OpenTheory Article File Format
Overview
An OpenTheory article file encodes a higher order logic theory. Articles take the form of text files using the UTF-8 encoding, and contain commands which are processed by a stack-based virtual machine. The result of reading an article is an import set Γ of assumptions and an export set Δ of theorems. The theory Γ ⊳ Δ encoded by the article consists of a proof that the theorems in Δ logically derive from the assumptions in Γ.
Types
The primitive types processed by the virtual machine are:
- int
- Integers, such as 0, 42 and -5.
- string
- Strings, such as "foo" and "".
- name
- Names in a hierarchical namespace, such as bool or Number.Natural.prime. Names are represented by the type string list * string, where the namespace is represented by the string list component and the local name is represented by the string component. For example, bool is represented by ([],"bool"), and Number.Natural.prime is represented by (["Number","Natural"],"prime"). The namespace represented by the nil string list is called the global namespace.
- typeOp
- Higher order logic type operators, such as bool and list. The primitive Boolean type operator bool has name ([],"bool") (and arity 0), and the primitive function space type operator → has name ([],"->") (and arity 2). Type operators may be either external to the article or defined in the article. Two type operators are equal iff (i) they have the same name, and (ii) either they are both external or they are both defined with the same definition.
- type
- Higher order logic types, such as α and bool list.
- const
- Higher order logic constants, such as T and =. The primitive equality constant has name ([],"=") (and principal type α → α → bool). Constants may be either external to the article or defined in the article. Two constants are equal iff (i) they have the same name, and (ii) either they are both external or they are both defined with the same definition.
- var
- Higher order logic term variables, such as x. Variables are identified by name and type, so two variables such as x : bool and x : α with the same name and different types are treated as distinct.
- term
- Higher order logic terms, such as 13 and λx. x. Terms always contain a type (though it is often omitted for clarity), so these examples might be more fully written as 13 : Number.Natural.natural and (λ(x : α). (x : α)) : α → α. Terms are α-equivalent if they are equal up to a consistent renaming of bound variables, so λx y. x + y is α-equivalent to λy x. y + x but not to λy x. x + y.
- thm
- Higher order logic theorems, such as ⊦ x = x and { x = y, y = T } ⊦ x. Theorems consist of a hypothesis term set and conclusion term, both of which are interpreted modulo α-equivalence.
When reading an article file, the virtual machine processes values of type object, which has the following ML-like definition:
datatype object = | |||||
Num of int | (* An integer *) | ||||
| | Name of name | (* A name in a hierarchical namespace *) | |||
| | List of object list | (* A list (or tuple) of objects *) | |||
| | TypeOp of typeOp | (* A higher order logic type operator *) | |||
| | Type of type | (* A higher order logic type *) | |||
| | Const of const | (* A higher order logic constant *) | |||
| | Var of var | (* A higher order logic term variable *) | |||
| | Term of term | (* A higher order logic term *) | |||
| | Thm of thm | (* A higher order logic theorem *) |
Note: Two Thm objects are interchangeable if the theorems they contain are α-equivalent.

※

* **Problems**
a. Recast the paragraph of the OpenTheory description beginning "An OpenTheory article file encodes" as a bulleted list that keeps its main facts.
b. Extend the OpenTheory description onward from its final note.

* **Data segment**
※

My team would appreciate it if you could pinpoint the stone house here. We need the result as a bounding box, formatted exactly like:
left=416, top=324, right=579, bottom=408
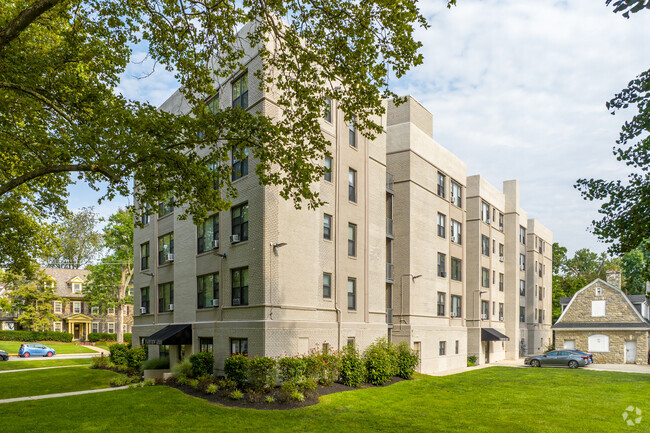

※

* **Answers provided**
a.
- An OpenTheory article file encodes a higher order logic theory.
- Articles are text files in the UTF-8 encoding.
- They contain commands that a stack-based virtual machine processes.
- Reading an article yields an import set Γ of assumptions and an export set Δ of theorems.
- The encoded theory Γ ⊳ Δ consists of a proof that the theorems in Δ logically derive from the assumptions in Γ.

b.
Virtual Machine
The virtual machine that reads in an article file is equipped with the following state:
- A stack containing values of type object.
- A dictionary mapping keys of type int to values of type object.
- A set of assumptions of type thm set.
- A set of theorems of type thm set.
Initially the stack, dictionary, assumptions and theorems are all empty.
The virtual machine reads the article file line by line. Every line in an article file is either a comment line or a command line.
- A comment line has # as its first character. Comment lines are discarded by the virtual machine.
- A command line encodes exactly one command of the form below, and is immediately executed. Some commands can only be successfully executed in states that satisfy certain constraints. Before executing a command the virtual machine will check that the state satisfies the required constraints, and if not will report an error and terminate. As a result of executing a command, the stack, dictionary, assumptions or theorems may be altered. After a command has been executed it is discarded.
When the virtual machine has finished processing all the lines in the article file, the assumptions and theorems are the result of reading the article (the stack and dictionary are discarded). Successfully reading an article proves that the theorems Δ derive from the assumptions Γ in higher order logic, which we write as the theory Γ ⊳ Δ.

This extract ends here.